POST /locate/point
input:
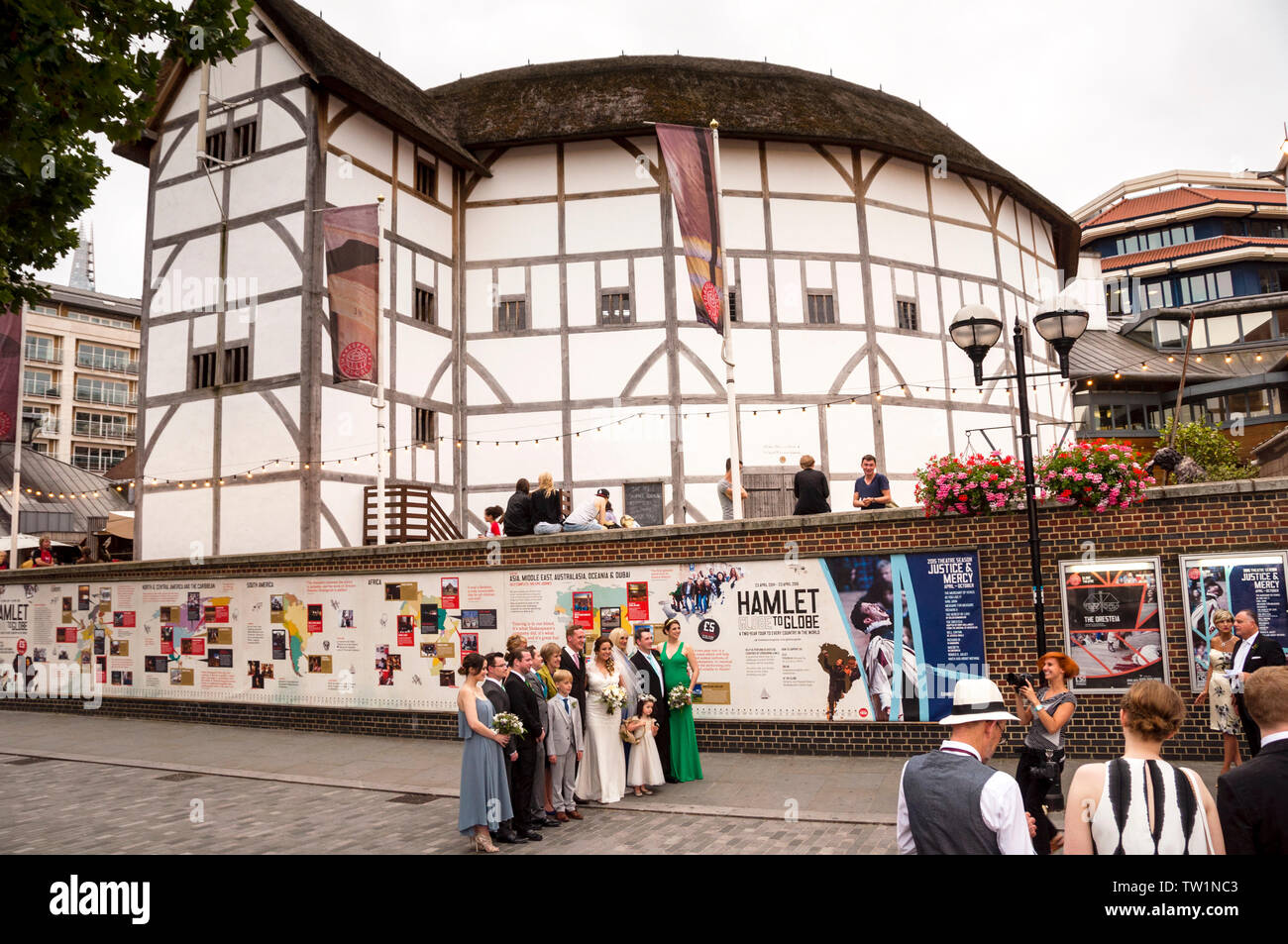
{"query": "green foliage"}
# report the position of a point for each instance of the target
(75, 69)
(1211, 449)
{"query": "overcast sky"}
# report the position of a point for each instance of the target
(1072, 98)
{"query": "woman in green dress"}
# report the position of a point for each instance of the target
(681, 668)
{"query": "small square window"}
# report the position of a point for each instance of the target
(822, 308)
(237, 365)
(244, 140)
(614, 308)
(511, 314)
(202, 369)
(215, 146)
(426, 178)
(906, 314)
(424, 305)
(426, 426)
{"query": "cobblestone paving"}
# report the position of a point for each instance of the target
(71, 807)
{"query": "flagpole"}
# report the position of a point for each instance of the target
(726, 352)
(378, 403)
(14, 513)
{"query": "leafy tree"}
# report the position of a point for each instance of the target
(1211, 449)
(72, 69)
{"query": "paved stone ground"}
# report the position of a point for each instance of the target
(73, 807)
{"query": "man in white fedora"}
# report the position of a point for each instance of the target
(949, 801)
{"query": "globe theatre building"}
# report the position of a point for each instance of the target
(536, 304)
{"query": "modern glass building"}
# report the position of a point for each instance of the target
(1181, 248)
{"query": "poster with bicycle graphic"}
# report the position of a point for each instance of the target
(1113, 621)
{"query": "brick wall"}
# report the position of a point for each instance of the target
(1186, 519)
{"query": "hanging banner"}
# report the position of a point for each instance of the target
(690, 155)
(352, 282)
(1257, 582)
(11, 373)
(1113, 622)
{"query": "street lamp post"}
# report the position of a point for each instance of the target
(975, 330)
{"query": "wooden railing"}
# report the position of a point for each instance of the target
(411, 514)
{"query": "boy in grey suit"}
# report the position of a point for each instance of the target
(565, 743)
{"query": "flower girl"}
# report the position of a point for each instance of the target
(645, 765)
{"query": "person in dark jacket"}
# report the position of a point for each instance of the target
(810, 489)
(518, 511)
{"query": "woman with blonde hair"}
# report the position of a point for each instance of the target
(1046, 710)
(1222, 712)
(1140, 803)
(546, 511)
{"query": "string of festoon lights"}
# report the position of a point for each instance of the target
(880, 394)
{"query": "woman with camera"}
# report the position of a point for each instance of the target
(1046, 710)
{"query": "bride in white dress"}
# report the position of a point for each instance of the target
(603, 769)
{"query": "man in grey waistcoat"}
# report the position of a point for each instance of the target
(949, 801)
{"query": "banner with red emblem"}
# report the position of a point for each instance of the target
(690, 155)
(352, 240)
(11, 372)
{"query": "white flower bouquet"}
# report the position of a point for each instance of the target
(614, 697)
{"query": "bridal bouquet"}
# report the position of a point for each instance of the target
(507, 723)
(614, 697)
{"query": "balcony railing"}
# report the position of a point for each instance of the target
(103, 430)
(110, 399)
(111, 366)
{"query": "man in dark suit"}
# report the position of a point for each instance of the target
(493, 687)
(574, 661)
(523, 703)
(644, 662)
(1250, 652)
(1253, 797)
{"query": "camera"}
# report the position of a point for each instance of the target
(1020, 679)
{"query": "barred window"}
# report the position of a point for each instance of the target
(906, 314)
(822, 308)
(424, 305)
(614, 308)
(511, 314)
(202, 369)
(237, 365)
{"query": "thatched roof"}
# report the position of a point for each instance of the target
(592, 98)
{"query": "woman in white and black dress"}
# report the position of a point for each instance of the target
(1140, 803)
(603, 769)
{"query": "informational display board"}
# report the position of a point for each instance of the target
(1113, 621)
(1232, 582)
(849, 639)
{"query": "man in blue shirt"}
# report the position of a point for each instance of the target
(872, 491)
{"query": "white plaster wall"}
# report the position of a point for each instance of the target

Work required:
Copy all of the data word for word, and keep the pictures out of it.

Your response:
POST /locate/point
input:
{"query": "green foliage"}
# report the position of a point for each instance of the target
(75, 69)
(1211, 449)
{"query": "overcast sky"}
# report the position of a point for each instance of the target
(1072, 98)
{"query": "woman in green dress"}
# report the position of a point for each instance of the target
(681, 668)
{"query": "small square window"}
# report the position of a point for each instance of the target
(822, 308)
(237, 365)
(244, 140)
(614, 308)
(511, 314)
(202, 369)
(215, 146)
(426, 178)
(906, 314)
(424, 305)
(426, 426)
{"query": "cobblestone paving"}
# report the position of a point for each instance of the target
(71, 807)
{"query": "flagpole"}
# report the position of a point for each instance of the target
(726, 352)
(378, 403)
(14, 513)
{"query": "leafy tree"}
# report the position of a point for each instance of the target
(1211, 449)
(72, 69)
{"query": "paved stone ground"}
# report the position of a point for each instance of the target
(73, 807)
{"query": "man in white fedora"}
# report the position of a point for each instance of the target
(949, 801)
{"query": "globe theatre building"}
# report the position of a point for each instance of the target
(536, 304)
{"query": "modern glass building"}
# report the position of a point for each instance of the target
(1181, 248)
{"query": "poster with bicycle graphic"}
# report the position of a point for each instance of the target
(1113, 621)
{"query": "brick wall"}
# report the position of a point for each instance of the target
(1186, 519)
{"query": "hanging banner"}
# report the position of a point for each instance of the target
(690, 155)
(352, 282)
(1257, 582)
(11, 373)
(1113, 622)
{"query": "street lamp post"}
# report the position of a point for each instance of the target
(975, 330)
{"query": "wooden railing"}
# report the position of a point for each instance of the target
(411, 514)
{"query": "boy in grey suit"}
# report the position of a point for each instance of the target
(565, 743)
{"query": "flower girl"}
# report the position of a point for each instance of the target
(645, 765)
{"query": "person in dark jacket"}
# report the position of a point for each instance of the target
(810, 489)
(518, 511)
{"query": "woman with blonde hair"}
# report the position of a point for each instance of the target
(1046, 710)
(1222, 712)
(1140, 803)
(546, 511)
{"query": "string of festoon lights"}
# report the position of a point for each instance of the target
(880, 394)
{"query": "woman with camera"}
# report the position of a point for each instance of the target
(1046, 710)
{"query": "bride in white dress"}
# report the position of a point for each instance of the target
(603, 769)
{"query": "man in grey waistcoat"}
# report the position of a point for each instance of the target
(949, 801)
{"query": "banner with red emblem"}
# report the position of a point for each instance of the target
(690, 155)
(352, 240)
(11, 372)
{"query": "white flower bouquet"}
# report the position of a point for each instance of the target
(614, 697)
{"query": "bridal bouquet"}
# report the position of a point for each instance of the target
(507, 723)
(614, 697)
{"query": "balcony railing"}
# report the position of a point for each instance of the target
(103, 430)
(110, 399)
(111, 366)
{"query": "man in dark suit"}
# report the position of a point for each instance of the target
(493, 687)
(574, 661)
(523, 703)
(644, 662)
(1250, 652)
(1253, 797)
{"query": "camera"}
# report the position of a point for each instance of the target
(1020, 679)
{"query": "barred window"}
# report the position of a point for each instance of the target
(906, 314)
(822, 308)
(424, 305)
(614, 308)
(511, 314)
(202, 369)
(237, 365)
{"query": "thatched roof"}
# report the position of a point for each instance of the target
(592, 98)
{"query": "woman in white and black dress"}
# report the position of a point for each instance of the target
(1140, 803)
(603, 769)
{"query": "informational display board"}
# report the position of a point for each instance of the target
(1113, 621)
(1232, 582)
(849, 639)
{"query": "man in blue shirt"}
# report the position of a point for each instance of the target
(872, 491)
{"query": "white plaster wall"}
# report the position of a point for each instance of the target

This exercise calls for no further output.